Stated task »
Can you quote the lines below exactly, starting at the line with "tag the operator cab, one point per instance." and going through the last one?

Data in this exercise »
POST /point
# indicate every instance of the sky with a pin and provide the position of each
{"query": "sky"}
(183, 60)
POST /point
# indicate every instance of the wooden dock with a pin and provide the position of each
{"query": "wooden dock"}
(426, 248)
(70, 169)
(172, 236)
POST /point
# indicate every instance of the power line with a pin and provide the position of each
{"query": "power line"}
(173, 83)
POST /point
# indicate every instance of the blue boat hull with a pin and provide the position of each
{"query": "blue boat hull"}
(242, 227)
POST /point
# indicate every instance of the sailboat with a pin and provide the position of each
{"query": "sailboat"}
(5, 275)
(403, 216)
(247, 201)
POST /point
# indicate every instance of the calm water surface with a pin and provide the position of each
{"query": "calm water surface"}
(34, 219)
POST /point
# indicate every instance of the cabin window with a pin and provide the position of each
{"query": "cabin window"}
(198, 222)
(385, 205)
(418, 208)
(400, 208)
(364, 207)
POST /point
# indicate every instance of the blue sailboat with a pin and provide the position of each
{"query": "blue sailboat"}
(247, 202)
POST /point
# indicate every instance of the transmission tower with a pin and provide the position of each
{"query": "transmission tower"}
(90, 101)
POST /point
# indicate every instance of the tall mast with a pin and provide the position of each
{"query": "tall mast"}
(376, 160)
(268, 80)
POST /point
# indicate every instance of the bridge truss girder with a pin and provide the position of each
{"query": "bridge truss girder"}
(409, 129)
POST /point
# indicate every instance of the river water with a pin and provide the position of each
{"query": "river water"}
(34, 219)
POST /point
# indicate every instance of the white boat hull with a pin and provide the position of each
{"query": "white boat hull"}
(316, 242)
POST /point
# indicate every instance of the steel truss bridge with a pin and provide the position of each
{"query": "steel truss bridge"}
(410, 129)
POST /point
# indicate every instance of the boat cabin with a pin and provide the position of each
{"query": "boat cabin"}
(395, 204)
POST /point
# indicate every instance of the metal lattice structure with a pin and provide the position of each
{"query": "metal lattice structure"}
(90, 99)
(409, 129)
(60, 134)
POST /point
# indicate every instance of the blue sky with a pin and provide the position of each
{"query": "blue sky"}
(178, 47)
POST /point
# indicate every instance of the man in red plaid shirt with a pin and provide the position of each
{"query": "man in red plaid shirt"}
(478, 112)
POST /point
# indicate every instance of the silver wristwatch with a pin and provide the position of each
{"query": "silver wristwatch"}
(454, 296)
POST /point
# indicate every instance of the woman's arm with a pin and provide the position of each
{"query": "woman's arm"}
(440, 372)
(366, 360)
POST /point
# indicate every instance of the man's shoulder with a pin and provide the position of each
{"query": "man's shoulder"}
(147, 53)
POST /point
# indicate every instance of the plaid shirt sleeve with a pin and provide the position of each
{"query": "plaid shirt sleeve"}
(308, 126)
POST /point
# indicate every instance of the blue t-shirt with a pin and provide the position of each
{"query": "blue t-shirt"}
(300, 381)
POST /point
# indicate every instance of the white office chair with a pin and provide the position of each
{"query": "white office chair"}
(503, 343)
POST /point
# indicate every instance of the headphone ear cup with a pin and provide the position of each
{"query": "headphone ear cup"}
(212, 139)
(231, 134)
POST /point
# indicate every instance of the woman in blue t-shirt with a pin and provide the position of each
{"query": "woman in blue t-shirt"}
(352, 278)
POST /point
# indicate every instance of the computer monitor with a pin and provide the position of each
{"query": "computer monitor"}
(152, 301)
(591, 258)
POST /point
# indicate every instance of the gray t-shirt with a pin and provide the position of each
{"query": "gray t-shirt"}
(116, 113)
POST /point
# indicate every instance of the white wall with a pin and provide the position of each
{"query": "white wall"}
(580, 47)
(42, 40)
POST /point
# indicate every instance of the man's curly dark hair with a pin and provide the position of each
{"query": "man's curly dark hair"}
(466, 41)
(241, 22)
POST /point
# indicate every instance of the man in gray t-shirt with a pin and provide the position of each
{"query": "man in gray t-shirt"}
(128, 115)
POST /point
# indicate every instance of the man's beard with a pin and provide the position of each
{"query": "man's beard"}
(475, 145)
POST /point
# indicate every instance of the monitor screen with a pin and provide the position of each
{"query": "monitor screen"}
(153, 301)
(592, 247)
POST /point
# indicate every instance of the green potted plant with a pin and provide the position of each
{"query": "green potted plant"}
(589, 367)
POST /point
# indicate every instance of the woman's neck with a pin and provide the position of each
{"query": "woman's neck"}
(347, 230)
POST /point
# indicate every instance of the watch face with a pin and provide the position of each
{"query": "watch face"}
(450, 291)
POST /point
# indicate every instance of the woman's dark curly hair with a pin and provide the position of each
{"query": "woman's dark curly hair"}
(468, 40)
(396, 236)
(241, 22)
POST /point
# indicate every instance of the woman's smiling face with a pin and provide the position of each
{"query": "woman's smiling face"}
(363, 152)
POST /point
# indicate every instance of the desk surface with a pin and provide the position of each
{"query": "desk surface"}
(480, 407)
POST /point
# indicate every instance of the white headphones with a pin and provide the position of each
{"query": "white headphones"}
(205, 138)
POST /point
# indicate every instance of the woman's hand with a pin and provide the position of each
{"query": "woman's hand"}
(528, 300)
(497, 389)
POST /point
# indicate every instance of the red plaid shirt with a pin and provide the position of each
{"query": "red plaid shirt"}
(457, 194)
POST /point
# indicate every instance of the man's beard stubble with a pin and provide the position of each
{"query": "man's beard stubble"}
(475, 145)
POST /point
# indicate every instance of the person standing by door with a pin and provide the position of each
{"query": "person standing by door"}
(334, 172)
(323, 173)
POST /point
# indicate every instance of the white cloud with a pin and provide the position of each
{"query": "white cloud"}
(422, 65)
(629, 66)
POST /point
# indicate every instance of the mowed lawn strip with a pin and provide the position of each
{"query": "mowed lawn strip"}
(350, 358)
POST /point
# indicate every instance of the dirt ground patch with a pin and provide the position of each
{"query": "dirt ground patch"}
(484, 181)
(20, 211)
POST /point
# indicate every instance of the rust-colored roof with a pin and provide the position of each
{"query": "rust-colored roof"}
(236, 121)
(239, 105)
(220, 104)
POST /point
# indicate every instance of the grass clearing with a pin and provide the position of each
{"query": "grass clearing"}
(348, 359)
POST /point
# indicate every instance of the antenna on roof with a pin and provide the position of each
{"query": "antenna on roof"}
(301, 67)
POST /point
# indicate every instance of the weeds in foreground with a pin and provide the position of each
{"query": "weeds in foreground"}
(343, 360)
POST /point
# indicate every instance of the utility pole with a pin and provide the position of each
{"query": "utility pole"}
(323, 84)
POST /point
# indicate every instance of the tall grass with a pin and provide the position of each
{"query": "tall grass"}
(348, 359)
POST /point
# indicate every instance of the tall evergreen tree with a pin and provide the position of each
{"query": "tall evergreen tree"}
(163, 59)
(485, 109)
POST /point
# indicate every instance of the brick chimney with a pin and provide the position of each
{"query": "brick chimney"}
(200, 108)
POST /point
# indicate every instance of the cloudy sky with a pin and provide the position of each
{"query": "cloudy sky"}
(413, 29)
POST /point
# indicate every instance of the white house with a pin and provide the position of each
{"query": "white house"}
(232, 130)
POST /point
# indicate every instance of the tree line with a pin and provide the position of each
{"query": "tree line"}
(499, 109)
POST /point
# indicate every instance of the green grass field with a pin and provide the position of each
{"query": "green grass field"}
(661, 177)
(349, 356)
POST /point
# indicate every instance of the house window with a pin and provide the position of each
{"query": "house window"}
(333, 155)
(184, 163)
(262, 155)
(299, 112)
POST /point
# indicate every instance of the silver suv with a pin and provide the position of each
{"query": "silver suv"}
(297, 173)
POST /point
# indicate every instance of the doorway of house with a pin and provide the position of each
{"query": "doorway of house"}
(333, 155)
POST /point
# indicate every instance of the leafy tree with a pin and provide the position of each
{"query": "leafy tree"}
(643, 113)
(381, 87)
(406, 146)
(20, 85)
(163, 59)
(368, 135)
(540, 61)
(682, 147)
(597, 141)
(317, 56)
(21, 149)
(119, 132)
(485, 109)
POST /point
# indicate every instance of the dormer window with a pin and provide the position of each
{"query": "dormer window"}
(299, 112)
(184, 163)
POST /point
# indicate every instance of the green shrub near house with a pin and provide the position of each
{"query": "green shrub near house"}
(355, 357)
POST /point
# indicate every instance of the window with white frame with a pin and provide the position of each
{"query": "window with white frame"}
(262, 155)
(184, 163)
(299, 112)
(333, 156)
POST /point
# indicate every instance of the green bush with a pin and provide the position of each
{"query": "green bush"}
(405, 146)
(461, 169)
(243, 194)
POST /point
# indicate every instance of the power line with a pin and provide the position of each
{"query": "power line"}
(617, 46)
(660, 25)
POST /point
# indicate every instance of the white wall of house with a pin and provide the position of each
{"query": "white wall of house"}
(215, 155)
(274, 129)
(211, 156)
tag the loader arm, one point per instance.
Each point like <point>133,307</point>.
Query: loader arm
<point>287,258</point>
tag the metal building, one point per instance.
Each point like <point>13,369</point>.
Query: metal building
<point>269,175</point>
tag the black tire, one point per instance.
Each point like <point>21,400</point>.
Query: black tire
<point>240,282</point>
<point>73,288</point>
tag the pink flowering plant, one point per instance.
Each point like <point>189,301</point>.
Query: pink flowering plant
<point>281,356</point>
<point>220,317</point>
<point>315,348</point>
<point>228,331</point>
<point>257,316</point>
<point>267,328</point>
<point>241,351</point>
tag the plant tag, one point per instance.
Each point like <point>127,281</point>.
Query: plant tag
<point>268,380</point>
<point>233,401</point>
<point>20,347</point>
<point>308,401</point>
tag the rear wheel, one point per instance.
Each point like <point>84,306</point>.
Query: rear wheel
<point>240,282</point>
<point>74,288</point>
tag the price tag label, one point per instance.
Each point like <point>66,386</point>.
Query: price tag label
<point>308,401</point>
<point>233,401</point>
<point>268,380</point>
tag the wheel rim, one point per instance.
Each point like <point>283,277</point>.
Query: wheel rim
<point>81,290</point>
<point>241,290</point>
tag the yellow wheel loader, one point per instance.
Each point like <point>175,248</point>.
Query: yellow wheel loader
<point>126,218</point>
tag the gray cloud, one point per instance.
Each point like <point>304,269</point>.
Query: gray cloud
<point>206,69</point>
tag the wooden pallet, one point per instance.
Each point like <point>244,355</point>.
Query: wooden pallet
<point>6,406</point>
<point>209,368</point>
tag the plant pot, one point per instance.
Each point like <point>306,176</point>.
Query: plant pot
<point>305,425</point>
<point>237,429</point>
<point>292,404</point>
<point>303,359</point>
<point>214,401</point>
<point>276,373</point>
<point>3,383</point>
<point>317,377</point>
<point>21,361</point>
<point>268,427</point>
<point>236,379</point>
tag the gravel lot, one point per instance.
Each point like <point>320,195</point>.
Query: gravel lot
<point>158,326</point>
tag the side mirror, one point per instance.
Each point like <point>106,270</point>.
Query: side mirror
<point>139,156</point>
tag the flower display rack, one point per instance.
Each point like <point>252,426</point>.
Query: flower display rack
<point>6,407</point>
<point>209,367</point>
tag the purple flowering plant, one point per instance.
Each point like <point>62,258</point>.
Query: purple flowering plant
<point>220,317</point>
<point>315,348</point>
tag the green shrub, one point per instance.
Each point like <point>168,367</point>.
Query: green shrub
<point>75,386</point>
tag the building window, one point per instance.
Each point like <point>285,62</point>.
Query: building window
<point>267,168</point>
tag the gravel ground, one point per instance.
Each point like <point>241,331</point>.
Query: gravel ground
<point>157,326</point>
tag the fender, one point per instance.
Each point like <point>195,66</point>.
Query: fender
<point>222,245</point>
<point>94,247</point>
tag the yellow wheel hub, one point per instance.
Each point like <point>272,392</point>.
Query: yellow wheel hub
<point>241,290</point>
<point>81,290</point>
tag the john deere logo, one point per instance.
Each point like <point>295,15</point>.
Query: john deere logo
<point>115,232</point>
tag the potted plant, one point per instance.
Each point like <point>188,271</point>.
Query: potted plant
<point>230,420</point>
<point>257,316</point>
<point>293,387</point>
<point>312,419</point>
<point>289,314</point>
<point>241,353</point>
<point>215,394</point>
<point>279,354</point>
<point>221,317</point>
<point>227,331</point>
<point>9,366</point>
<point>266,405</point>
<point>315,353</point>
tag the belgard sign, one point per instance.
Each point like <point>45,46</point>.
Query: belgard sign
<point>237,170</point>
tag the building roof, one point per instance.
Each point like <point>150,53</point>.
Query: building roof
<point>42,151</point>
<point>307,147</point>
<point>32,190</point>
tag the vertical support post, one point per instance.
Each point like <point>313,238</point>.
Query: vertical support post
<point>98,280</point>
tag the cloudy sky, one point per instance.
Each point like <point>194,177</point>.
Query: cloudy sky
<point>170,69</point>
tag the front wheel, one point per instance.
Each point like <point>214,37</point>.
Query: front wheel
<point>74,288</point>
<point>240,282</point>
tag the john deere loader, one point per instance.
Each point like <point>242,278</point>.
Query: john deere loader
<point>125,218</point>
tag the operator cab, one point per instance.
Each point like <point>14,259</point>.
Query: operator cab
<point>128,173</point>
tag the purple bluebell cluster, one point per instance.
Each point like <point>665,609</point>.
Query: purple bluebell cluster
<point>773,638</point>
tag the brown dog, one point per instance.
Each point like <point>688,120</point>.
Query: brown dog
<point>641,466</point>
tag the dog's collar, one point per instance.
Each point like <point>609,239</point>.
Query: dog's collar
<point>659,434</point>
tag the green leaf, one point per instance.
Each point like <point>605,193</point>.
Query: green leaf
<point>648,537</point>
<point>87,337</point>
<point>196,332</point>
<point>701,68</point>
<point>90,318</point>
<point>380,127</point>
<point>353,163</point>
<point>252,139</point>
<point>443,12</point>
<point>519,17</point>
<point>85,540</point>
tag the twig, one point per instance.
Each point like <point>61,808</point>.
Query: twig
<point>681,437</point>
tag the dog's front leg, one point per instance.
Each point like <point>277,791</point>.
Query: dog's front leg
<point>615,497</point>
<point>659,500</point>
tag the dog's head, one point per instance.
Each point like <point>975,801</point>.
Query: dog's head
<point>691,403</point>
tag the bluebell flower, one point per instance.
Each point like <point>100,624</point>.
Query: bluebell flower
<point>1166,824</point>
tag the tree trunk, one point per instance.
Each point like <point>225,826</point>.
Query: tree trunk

Result of the task »
tag the operator cab, one point per instance.
Each point like <point>14,259</point>.
Query: operator cab
<point>128,173</point>
tag the purple bluebell cluster, one point per instance.
Each point like <point>665,609</point>.
Query: purple bluebell cluster
<point>773,638</point>
tag the brown dog, one point per instance.
Each point like <point>688,120</point>.
Query: brown dog
<point>641,466</point>
tag the dog's collar, one point per instance.
Each point like <point>609,239</point>.
Query: dog's collar
<point>659,434</point>
tag the green leaf, one point per instance.
Each point like <point>605,193</point>.
Query: green leaf
<point>648,537</point>
<point>87,337</point>
<point>196,332</point>
<point>701,68</point>
<point>90,318</point>
<point>380,127</point>
<point>353,163</point>
<point>252,139</point>
<point>443,12</point>
<point>519,17</point>
<point>85,540</point>
tag the twig, one point per instance.
Each point like <point>61,808</point>.
Query: twig
<point>681,437</point>
tag the dog's front leg, one point per instance.
Each point like <point>277,791</point>.
Query: dog's front leg
<point>615,497</point>
<point>659,500</point>
tag the dog's head, one point per instance.
Each point like <point>975,801</point>.
Query: dog's head
<point>691,403</point>
tag the bluebell flower, one point per instance.
Each point like <point>100,624</point>.
Query: bluebell flower
<point>1166,824</point>
tag the tree trunk, one point per instance.
Each point like <point>225,826</point>.
Query: tree trunk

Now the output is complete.